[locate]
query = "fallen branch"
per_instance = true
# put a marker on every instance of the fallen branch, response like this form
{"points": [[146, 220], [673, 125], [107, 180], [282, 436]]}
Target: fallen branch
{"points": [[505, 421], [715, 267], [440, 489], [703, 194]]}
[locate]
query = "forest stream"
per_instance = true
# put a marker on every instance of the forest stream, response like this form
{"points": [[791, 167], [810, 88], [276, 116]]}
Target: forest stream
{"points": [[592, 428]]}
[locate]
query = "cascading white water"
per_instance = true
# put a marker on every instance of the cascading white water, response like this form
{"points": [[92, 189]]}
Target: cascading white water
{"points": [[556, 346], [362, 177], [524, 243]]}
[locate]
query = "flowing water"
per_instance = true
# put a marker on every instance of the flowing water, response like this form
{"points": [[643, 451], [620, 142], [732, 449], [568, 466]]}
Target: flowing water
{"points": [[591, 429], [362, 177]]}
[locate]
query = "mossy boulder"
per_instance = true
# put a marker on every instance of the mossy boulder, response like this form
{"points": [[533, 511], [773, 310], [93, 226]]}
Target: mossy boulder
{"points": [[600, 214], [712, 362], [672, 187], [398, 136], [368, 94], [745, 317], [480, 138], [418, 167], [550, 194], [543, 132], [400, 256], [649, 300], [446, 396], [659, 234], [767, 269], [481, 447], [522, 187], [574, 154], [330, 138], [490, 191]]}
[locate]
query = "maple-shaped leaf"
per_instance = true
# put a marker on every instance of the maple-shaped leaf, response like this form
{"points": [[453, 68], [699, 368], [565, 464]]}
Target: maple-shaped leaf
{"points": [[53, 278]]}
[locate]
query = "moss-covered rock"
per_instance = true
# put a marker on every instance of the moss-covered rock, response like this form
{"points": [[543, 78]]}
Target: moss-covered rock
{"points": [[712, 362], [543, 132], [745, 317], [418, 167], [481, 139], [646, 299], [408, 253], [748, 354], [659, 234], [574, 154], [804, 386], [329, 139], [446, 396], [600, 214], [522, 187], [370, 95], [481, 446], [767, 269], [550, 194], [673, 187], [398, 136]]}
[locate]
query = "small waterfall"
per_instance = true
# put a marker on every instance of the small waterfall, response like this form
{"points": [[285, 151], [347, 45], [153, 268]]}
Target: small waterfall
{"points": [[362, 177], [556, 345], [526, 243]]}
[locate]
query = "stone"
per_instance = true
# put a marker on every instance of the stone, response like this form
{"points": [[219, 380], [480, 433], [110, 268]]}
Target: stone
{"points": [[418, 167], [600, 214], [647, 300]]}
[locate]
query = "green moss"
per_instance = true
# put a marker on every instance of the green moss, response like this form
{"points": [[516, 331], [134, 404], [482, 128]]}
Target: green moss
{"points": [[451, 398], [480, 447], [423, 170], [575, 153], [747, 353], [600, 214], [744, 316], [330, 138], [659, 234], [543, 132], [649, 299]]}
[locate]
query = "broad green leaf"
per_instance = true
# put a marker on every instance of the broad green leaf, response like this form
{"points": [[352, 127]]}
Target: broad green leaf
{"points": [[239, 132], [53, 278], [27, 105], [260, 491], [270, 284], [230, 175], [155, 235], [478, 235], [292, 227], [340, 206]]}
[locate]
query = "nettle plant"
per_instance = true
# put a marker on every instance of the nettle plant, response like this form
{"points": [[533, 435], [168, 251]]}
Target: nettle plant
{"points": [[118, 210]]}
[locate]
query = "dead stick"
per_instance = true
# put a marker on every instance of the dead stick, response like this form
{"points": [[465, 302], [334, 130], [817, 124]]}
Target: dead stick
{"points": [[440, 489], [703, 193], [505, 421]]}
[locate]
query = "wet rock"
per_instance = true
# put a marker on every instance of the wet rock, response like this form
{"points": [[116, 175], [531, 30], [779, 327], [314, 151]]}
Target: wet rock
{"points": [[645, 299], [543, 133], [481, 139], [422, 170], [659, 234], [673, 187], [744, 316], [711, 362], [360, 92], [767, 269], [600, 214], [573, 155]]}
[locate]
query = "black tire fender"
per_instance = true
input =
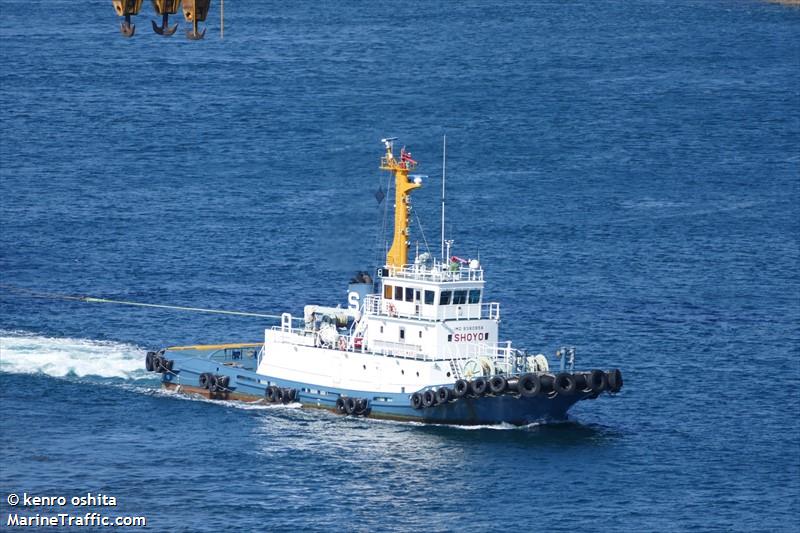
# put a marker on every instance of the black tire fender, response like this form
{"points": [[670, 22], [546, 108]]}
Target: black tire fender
{"points": [[428, 398], [597, 381], [548, 382], [478, 386], [444, 395], [362, 406], [565, 384], [416, 400], [271, 394], [350, 405]]}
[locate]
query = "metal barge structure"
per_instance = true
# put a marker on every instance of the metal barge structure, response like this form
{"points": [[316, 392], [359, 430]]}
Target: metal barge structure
{"points": [[416, 343]]}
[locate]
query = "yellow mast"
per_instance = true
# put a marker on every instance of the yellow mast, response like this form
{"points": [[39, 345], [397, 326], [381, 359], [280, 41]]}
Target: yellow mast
{"points": [[398, 253]]}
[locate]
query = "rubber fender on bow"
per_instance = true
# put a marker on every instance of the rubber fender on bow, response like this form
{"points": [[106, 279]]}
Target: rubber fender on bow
{"points": [[565, 383], [529, 385], [512, 384], [461, 388], [292, 395], [548, 382], [350, 405], [416, 400], [614, 380], [582, 381], [478, 386], [340, 405], [444, 395], [271, 394], [362, 406], [498, 385], [286, 395], [597, 381], [428, 398]]}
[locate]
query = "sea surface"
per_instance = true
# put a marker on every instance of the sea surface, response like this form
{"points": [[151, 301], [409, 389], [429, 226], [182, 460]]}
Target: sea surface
{"points": [[627, 172]]}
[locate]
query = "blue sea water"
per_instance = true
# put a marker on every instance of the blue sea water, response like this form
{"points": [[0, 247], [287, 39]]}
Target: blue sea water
{"points": [[627, 171]]}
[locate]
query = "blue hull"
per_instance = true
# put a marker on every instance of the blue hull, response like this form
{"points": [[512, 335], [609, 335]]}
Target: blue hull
{"points": [[246, 385]]}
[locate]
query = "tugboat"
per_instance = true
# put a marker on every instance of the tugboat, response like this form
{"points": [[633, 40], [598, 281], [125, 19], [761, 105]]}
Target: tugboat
{"points": [[417, 343]]}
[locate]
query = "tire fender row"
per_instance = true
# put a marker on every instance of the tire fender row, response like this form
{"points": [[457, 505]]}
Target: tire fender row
{"points": [[275, 394], [529, 385], [347, 405], [214, 382], [156, 362]]}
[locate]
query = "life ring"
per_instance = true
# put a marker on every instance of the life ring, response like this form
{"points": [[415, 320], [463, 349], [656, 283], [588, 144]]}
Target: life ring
{"points": [[498, 385], [529, 385], [461, 388], [614, 378]]}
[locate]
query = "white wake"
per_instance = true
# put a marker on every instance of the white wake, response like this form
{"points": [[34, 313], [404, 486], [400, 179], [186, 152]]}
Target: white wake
{"points": [[25, 353]]}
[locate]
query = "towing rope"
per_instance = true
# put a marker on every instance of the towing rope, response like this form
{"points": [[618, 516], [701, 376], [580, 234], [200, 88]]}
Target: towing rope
{"points": [[94, 300]]}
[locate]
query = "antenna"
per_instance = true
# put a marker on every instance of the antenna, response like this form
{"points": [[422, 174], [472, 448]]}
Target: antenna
{"points": [[444, 175]]}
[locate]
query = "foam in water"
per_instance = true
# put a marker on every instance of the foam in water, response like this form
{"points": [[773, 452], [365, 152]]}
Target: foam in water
{"points": [[23, 353]]}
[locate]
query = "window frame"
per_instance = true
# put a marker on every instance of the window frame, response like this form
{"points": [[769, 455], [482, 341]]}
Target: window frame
{"points": [[442, 299]]}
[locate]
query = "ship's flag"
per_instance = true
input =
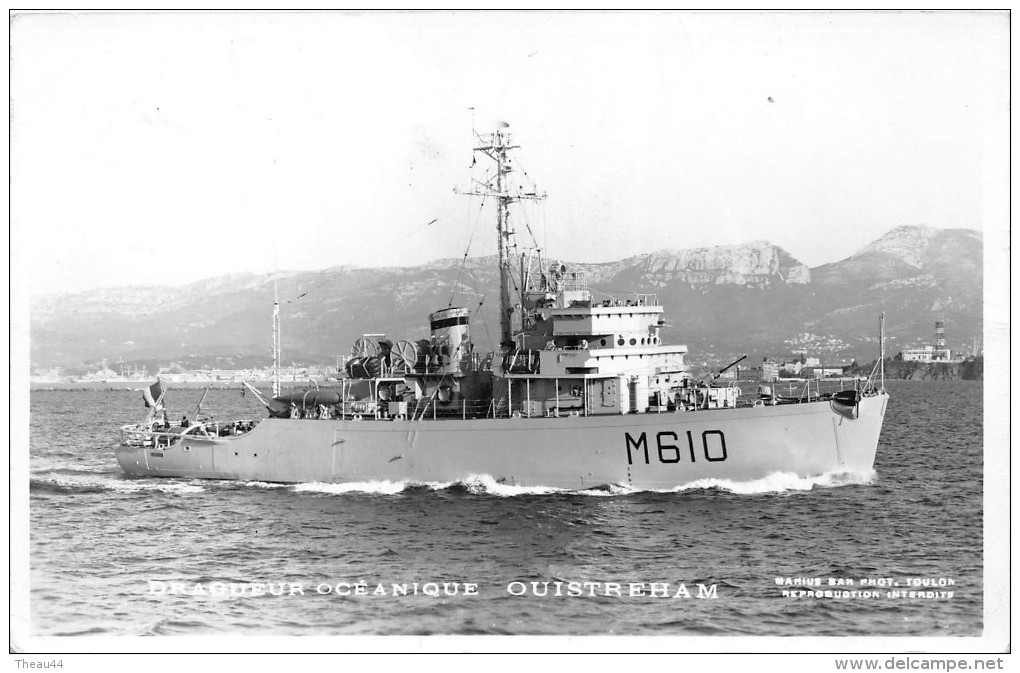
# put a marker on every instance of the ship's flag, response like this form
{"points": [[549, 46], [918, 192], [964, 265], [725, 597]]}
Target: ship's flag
{"points": [[152, 395]]}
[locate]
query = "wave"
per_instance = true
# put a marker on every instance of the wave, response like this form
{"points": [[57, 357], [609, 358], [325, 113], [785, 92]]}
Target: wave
{"points": [[96, 482], [83, 481], [777, 482]]}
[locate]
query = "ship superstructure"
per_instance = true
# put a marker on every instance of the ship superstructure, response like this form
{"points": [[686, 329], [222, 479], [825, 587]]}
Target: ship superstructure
{"points": [[582, 392]]}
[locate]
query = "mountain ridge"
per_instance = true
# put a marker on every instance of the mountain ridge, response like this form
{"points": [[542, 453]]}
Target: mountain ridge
{"points": [[718, 297]]}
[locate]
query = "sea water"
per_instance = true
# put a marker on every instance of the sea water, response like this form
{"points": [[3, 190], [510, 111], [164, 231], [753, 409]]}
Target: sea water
{"points": [[894, 553]]}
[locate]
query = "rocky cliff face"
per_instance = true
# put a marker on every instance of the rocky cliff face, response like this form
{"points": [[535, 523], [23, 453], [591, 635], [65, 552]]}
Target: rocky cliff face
{"points": [[721, 302], [754, 263]]}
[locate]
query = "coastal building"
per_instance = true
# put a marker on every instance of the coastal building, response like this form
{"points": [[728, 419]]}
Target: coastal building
{"points": [[934, 352]]}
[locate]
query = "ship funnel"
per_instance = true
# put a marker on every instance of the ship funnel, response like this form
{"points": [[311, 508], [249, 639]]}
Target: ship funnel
{"points": [[451, 340]]}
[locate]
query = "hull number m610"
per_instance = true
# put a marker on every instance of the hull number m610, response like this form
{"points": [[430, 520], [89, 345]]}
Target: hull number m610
{"points": [[667, 445]]}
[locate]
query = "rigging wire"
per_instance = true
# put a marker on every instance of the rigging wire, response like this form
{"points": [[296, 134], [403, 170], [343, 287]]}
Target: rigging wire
{"points": [[463, 261]]}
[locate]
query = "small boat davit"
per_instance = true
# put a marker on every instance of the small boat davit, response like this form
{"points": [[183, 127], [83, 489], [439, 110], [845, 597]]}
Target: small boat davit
{"points": [[581, 394]]}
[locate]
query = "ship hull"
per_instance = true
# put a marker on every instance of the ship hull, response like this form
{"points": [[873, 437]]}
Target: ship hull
{"points": [[640, 451]]}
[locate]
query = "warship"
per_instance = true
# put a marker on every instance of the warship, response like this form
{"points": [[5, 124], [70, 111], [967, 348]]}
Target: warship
{"points": [[582, 393]]}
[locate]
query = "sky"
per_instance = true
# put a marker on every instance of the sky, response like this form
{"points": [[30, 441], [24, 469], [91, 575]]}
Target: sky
{"points": [[164, 148]]}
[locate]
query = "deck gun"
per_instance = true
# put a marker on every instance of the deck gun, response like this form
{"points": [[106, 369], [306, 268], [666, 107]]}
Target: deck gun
{"points": [[708, 378]]}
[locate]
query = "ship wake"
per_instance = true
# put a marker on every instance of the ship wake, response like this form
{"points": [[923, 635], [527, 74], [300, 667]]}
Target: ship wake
{"points": [[778, 482]]}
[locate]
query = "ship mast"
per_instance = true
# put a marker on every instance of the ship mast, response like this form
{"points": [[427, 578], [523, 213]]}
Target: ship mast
{"points": [[497, 147], [275, 338]]}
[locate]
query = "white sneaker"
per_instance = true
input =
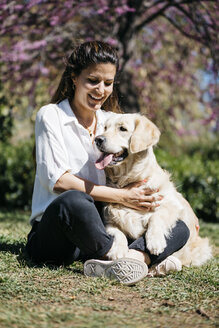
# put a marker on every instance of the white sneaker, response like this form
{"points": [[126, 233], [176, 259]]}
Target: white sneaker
{"points": [[170, 264], [126, 270]]}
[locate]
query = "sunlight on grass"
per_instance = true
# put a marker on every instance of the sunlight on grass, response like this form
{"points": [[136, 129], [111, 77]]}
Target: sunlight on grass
{"points": [[42, 296]]}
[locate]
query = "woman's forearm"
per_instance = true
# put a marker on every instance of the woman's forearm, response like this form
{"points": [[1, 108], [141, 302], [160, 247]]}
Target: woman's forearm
{"points": [[99, 193]]}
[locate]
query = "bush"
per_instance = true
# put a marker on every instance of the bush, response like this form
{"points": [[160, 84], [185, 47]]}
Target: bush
{"points": [[196, 176], [16, 175]]}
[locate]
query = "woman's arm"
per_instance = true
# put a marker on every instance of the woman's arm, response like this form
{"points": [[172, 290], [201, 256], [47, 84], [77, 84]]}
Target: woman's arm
{"points": [[130, 196]]}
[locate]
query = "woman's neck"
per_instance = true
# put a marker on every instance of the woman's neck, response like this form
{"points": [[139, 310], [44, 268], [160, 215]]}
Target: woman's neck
{"points": [[86, 118]]}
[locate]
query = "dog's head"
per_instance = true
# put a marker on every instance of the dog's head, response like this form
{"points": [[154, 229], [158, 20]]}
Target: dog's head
{"points": [[123, 135]]}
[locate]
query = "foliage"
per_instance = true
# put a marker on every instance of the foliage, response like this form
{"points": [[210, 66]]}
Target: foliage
{"points": [[6, 119], [16, 174], [46, 296], [196, 175]]}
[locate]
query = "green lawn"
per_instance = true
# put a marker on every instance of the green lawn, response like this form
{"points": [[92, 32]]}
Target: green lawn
{"points": [[33, 296]]}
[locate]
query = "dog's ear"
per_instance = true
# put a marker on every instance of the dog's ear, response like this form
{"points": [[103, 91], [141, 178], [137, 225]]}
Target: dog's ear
{"points": [[146, 134]]}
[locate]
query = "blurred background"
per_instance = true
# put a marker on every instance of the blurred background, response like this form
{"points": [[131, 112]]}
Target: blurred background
{"points": [[168, 71]]}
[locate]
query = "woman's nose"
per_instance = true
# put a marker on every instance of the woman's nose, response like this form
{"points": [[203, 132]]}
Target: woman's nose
{"points": [[100, 87]]}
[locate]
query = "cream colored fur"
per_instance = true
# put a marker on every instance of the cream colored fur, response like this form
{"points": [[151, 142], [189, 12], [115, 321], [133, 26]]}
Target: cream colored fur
{"points": [[139, 138]]}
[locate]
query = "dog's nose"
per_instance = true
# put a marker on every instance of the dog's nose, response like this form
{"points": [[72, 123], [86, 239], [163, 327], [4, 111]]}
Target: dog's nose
{"points": [[99, 140]]}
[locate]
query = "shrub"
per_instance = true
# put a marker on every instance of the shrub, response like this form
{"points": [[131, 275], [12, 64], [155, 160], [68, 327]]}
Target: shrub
{"points": [[16, 175], [196, 176]]}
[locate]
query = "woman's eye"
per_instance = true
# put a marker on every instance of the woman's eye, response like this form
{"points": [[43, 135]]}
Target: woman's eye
{"points": [[122, 129]]}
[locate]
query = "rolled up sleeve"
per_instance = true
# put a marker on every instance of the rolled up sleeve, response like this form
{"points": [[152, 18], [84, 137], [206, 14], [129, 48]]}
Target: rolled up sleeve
{"points": [[51, 153]]}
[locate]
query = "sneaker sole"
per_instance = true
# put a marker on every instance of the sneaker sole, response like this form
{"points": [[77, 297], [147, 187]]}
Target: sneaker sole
{"points": [[125, 270]]}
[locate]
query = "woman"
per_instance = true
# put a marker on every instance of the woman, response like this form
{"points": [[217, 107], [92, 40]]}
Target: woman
{"points": [[69, 191]]}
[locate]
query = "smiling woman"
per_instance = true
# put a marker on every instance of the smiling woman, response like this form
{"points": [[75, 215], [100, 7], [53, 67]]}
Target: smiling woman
{"points": [[67, 221]]}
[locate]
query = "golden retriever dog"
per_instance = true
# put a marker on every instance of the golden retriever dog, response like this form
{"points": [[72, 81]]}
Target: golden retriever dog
{"points": [[127, 157]]}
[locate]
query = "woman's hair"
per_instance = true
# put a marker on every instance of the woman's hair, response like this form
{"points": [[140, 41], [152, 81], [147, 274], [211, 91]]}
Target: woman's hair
{"points": [[84, 55]]}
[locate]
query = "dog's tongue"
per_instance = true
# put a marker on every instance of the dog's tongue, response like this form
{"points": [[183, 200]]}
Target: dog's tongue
{"points": [[103, 161]]}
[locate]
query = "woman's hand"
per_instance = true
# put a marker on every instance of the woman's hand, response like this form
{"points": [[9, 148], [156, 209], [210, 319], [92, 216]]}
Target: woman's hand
{"points": [[140, 199]]}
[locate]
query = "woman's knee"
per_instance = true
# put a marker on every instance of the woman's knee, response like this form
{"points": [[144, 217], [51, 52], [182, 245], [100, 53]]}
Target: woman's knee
{"points": [[74, 199]]}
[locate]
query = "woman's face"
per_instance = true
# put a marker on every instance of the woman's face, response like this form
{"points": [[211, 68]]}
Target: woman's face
{"points": [[93, 86]]}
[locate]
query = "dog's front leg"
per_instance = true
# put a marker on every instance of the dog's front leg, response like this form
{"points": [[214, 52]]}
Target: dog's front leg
{"points": [[119, 248]]}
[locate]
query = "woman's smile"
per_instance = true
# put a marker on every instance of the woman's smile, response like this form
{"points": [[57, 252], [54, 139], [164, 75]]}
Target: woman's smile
{"points": [[92, 87]]}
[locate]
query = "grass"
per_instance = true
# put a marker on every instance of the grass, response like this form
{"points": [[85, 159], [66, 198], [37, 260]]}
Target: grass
{"points": [[40, 297]]}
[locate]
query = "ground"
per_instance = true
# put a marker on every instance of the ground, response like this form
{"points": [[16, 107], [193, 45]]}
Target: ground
{"points": [[32, 296]]}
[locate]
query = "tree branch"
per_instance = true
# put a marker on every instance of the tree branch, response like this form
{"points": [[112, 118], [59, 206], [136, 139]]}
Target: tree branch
{"points": [[194, 37]]}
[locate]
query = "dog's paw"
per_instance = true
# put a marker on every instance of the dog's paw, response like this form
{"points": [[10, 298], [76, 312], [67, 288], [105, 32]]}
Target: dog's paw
{"points": [[156, 245], [117, 251]]}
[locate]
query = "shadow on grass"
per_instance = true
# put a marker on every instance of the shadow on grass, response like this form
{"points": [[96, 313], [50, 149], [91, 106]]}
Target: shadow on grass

──────

Polecenie -
Wskaż w powyższych rekordach każdy wiersz zawierający słowo „small” i przepisz go w całości. Wielkość liter ma znaczenie.

Rozwiązanie -
query = "small waterfall"
# put a marker on every instance of the small waterfall, response like this form
Target: small waterfall
query = "small boat davit"
# put a marker on every instance of the small boat davit, response like this form
Target: small boat davit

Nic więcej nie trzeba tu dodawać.